TO BE DONE:
Output the material below in its entirety, exactly as given.

DATA:
____________
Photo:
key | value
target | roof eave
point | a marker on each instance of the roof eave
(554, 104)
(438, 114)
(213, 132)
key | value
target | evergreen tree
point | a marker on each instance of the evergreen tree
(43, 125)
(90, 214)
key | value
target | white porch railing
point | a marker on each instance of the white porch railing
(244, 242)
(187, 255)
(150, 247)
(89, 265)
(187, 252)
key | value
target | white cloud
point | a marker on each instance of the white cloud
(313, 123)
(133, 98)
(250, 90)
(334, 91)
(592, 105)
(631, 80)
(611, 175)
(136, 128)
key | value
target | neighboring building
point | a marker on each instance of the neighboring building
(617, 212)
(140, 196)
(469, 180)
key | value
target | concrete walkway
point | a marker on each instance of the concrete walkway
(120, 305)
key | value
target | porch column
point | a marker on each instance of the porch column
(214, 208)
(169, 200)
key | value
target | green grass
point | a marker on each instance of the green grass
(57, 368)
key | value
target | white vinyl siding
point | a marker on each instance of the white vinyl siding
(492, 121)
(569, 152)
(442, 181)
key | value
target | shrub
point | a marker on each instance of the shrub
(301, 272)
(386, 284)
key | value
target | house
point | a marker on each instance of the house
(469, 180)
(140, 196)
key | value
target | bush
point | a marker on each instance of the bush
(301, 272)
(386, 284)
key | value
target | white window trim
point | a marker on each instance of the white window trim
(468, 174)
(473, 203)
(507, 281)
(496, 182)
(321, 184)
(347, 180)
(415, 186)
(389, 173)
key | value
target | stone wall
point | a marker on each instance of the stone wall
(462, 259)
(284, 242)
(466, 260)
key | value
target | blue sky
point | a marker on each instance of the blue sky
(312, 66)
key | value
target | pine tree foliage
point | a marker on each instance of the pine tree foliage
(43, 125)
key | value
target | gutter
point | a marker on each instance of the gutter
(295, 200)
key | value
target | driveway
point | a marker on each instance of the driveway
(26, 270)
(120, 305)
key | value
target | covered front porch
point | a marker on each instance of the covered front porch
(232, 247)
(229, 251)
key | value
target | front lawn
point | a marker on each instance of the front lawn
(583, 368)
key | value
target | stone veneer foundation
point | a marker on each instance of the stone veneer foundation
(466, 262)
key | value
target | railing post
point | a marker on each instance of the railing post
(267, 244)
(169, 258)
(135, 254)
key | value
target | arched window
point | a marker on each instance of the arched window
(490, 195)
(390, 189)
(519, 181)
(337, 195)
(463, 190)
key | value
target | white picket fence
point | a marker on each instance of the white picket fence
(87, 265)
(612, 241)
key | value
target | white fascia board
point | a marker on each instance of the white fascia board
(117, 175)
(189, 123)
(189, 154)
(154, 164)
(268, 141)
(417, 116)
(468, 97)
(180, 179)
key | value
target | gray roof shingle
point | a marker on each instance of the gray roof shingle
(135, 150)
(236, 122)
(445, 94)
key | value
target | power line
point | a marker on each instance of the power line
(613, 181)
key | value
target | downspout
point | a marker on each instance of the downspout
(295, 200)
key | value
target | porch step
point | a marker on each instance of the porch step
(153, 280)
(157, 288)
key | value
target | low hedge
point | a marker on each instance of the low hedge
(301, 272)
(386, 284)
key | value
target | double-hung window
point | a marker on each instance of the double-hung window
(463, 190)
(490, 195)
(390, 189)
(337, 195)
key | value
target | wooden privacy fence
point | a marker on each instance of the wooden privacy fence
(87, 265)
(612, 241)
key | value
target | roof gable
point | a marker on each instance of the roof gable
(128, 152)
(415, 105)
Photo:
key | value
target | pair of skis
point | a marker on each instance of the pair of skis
____________
EXERCISE SOLUTION:
Photo:
key | value
target | roof eave
point | a marker on each instance of the roof eave
(554, 104)
(438, 114)
(213, 132)
key | value
target | evergreen tree
point | a marker on each instance of the evergreen tree
(43, 125)
(90, 214)
key | value
target | white porch railing
point | a marker on each instance of the white porch railing
(244, 242)
(187, 255)
(150, 247)
(89, 265)
(187, 252)
key | value
target | white cloud
point | a marker on each instance of the white cloud
(313, 123)
(133, 98)
(250, 90)
(334, 91)
(592, 105)
(631, 80)
(611, 175)
(136, 128)
key | value
target | neighboring building
point | a marker on each instance of the neighboring building
(617, 212)
(140, 196)
(469, 180)
key | value
target | concrete walkway
point | a marker on each instance of the concrete walkway
(120, 305)
key | value
target | porch column
point | a marker on each instance of the porch column
(214, 208)
(169, 200)
key | value
target | green grass
point | a marker on each instance of the green grass
(57, 368)
key | value
target | white vinyl siding
point | a marker on each instance of the white vinyl siding
(492, 121)
(569, 152)
(442, 181)
key | value
target | shrub
point | a marker on each instance of the shrub
(301, 272)
(386, 284)
key | value
target | house
point | a marker on each instance of the house
(469, 180)
(140, 196)
key | value
target | bush
point | a marker on each instance of the bush
(301, 272)
(386, 284)
key | value
target | white window trim
point | a marker on each instance of the white window trim
(468, 174)
(473, 203)
(507, 281)
(496, 182)
(321, 184)
(347, 180)
(415, 186)
(389, 173)
key | value
target | stone wall
point | a marker on each instance of the stone wall
(462, 259)
(284, 242)
(466, 260)
key | value
target | blue sky
point | a marker on each instance of the blue sky
(312, 66)
key | value
target | pine tree foliage
point | a marker on each instance of the pine tree foliage
(43, 125)
key | value
target | gutter
point | a marker on each instance of the gutter
(295, 200)
key | value
target | driveway
point | a marker on each instance of the driveway
(26, 270)
(120, 305)
key | value
target | covered front porch
point | a marker on each instance of the covered front porch
(232, 247)
(229, 251)
key | value
target | front lawn
point | a marker on each instance of the front lawn
(583, 368)
key | value
target | stone veneer foundation
point | a marker on each instance of the stone veneer foundation
(466, 262)
key | value
target | railing post
point | a marker on each instance of the railing post
(267, 244)
(169, 258)
(135, 254)
key | value
target | arched window
point | a marker on each instance of the arched window
(490, 195)
(390, 189)
(519, 181)
(337, 195)
(463, 190)
key | value
target | white picket fence
point | a marker on each instance of the white picket fence
(87, 265)
(612, 241)
key | value
target | white fascia board
point | a marker on each instance of the white fascia board
(117, 175)
(189, 123)
(189, 154)
(154, 164)
(268, 141)
(417, 116)
(468, 97)
(180, 179)
key | value
target | gray roof shingle
point | a marker on each instance of the gray roof shingle
(135, 150)
(236, 122)
(445, 94)
key | value
target | power line
point | a marker on each instance of the power line
(613, 181)
key | value
target | downspout
point | a marker on each instance of the downspout
(295, 200)
key | value
target | porch step
point | a marker on each instance of the porch step
(153, 280)
(157, 288)
key | value
target | low hedge
point | a marker on each instance of the low hedge
(301, 272)
(386, 284)
key | value
target | double-hung window
point | a marker on each instance of the double-hung window
(463, 190)
(490, 195)
(390, 189)
(337, 195)
key | value
target | wooden privacy fence
point | a marker on each instance of the wooden privacy fence
(87, 265)
(612, 241)
key | value
target | roof gable
point | a marker on each instance of the roof gable
(128, 152)
(415, 105)
Photo:
key | value
target | pair of skis
point | a marker on each instance of the pair of skis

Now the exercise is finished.